Could you pick up the excerpt below about the lawsuit over the EPA's asbestos reporting and continue it after its final sentence?

== EXCERPTED TEXT ==
○ ○ ○ ○ ○ ○ ○

Information in both documents is “highly probative to those questions because they shed light on the information which EPA does not have,” the judge added.
The plaintiffs claimed the EPA ignored “serious, well-documented concerns,” including the discovery of asbestos in Playskool crayons in 2018 and in makeup sold at the retailer Claire’s in 2017. The EPA said it did not believe that information was “reasonably ascertainable” because the studies were conducted by third parties, not by the product manufacturers themselves.
Chen disagreed, noting that some big companies like Johnson & Johnson, which stopped selling talc-based baby powder this past May amid claims that the product contained asbestos, might have access to third-party testing results for their products.
“EPA cannot know what submitters are ‘expected to possess, control, or know’ unless and until it requests that they submit their test results on asbestos impurities,” Chen wrote.
During a hearing on dueling motions for summary judgment last month, the EPA insisted that its use of scientific modeling to close data gaps makes the collection of more information unnecessary.

○ ○ ○ ○ ○ ○ ○

Stored items

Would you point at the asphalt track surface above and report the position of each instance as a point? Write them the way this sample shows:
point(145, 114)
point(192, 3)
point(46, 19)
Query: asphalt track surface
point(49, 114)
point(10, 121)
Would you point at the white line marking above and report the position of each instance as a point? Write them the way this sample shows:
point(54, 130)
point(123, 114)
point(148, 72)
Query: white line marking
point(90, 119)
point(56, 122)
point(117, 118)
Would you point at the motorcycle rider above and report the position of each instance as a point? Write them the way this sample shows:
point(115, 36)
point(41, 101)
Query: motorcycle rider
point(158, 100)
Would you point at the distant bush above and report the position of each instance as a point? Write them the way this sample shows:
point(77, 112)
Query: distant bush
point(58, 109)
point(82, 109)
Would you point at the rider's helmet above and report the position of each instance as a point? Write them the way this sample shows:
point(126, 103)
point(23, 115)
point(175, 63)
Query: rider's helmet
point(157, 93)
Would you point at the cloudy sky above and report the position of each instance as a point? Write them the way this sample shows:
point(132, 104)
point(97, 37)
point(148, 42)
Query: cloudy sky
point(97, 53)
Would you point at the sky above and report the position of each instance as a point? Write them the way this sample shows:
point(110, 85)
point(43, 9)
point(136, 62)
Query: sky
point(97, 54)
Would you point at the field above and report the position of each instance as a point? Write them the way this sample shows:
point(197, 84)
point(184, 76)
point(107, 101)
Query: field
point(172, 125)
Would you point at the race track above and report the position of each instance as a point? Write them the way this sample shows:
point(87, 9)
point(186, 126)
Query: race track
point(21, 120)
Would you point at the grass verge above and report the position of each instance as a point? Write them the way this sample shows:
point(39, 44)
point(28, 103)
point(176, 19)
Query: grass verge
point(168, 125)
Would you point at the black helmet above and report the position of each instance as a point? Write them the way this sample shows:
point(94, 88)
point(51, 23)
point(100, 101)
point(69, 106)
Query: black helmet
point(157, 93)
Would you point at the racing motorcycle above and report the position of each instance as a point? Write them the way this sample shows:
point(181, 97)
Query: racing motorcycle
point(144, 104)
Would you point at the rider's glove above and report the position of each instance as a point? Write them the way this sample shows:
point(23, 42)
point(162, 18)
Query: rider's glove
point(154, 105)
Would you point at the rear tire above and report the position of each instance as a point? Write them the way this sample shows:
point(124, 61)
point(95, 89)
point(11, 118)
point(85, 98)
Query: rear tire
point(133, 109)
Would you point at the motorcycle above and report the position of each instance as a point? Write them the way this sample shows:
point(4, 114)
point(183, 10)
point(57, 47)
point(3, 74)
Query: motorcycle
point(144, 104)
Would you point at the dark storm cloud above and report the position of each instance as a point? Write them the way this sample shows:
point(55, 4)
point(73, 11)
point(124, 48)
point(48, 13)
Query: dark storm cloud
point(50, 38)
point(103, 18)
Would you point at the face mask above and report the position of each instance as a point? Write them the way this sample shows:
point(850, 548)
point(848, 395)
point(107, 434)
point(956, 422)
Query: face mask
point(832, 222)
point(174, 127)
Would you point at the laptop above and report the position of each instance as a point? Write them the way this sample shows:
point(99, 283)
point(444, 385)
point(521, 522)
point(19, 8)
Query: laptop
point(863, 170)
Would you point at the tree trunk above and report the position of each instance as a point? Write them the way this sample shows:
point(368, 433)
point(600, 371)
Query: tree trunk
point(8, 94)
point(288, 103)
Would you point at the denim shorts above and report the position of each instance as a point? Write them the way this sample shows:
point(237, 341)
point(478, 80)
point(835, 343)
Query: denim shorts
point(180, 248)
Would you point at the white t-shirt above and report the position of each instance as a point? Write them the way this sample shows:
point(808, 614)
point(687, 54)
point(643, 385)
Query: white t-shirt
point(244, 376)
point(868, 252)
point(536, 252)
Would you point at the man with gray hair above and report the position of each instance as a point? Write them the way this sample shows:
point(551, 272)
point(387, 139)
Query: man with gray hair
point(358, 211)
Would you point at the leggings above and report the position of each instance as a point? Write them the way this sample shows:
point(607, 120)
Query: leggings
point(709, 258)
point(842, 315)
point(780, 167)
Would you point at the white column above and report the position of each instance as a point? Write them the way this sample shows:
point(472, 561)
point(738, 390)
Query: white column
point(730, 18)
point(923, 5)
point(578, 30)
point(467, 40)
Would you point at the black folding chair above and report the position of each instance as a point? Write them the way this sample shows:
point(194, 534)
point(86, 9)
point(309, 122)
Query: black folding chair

○ ○ ○ ○ ○ ○ ○

== ANSWER ==
But the EPA’s advisory committee described that modeling as flawed, saying it was based on insufficient data.
“EPA’s models do not have the comprehensive raw data necessary to make accurate assessments that capture all ‘reasonably available’ data,” Chen wrote in his ruling.
The judge concluded the EPA violated the Administrative Procedure Act by failing to take a “hard look” at the value and availability of additional data when it denied the petition to close asbestos-reporting loopholes.
“EPA’s unwillingness to act stands in the face of its significant statutory authority to require that this information be reported via the CDR rule and runs contrary to its obligation to collect reasonably available information to inform and facilitate its regulatory obligations under [Toxic Substances Control Act],” Chen wrote.
The judge directed the EPA to amend its Chemical Data Reporting rule to address the “information-gathering deficiencies” identified in his ruling. Chen said he will maintain jurisdiction over the case to ensure compliance with his mandate.
Nonprofits that sued to close the reporting loopholes include Asbestos Disease Awareness Organization, American Public Health Association, Center for Environmental Health, Environmental Working Group, Environmental Health Strategy Center and Safer Chemicals Healthy Families.
States that sued over the lack of asbestos reporting include California, Massachusetts, Connecticut, Hawaii, Maine, Maryland, Minnesota, New Jersey, Oregon, Washington state and the District of Columbia.
California Attorney General Xavier Becerra called the ruling “a critical first step toward eliminating exemptions that allow this unsafe chemical to harm our communities, including our workers and children.”
In a statement Tuesday, Asbestos Disease Awareness Organization president and CEO Linda Reinstein hailed the decision as a major victory for public health.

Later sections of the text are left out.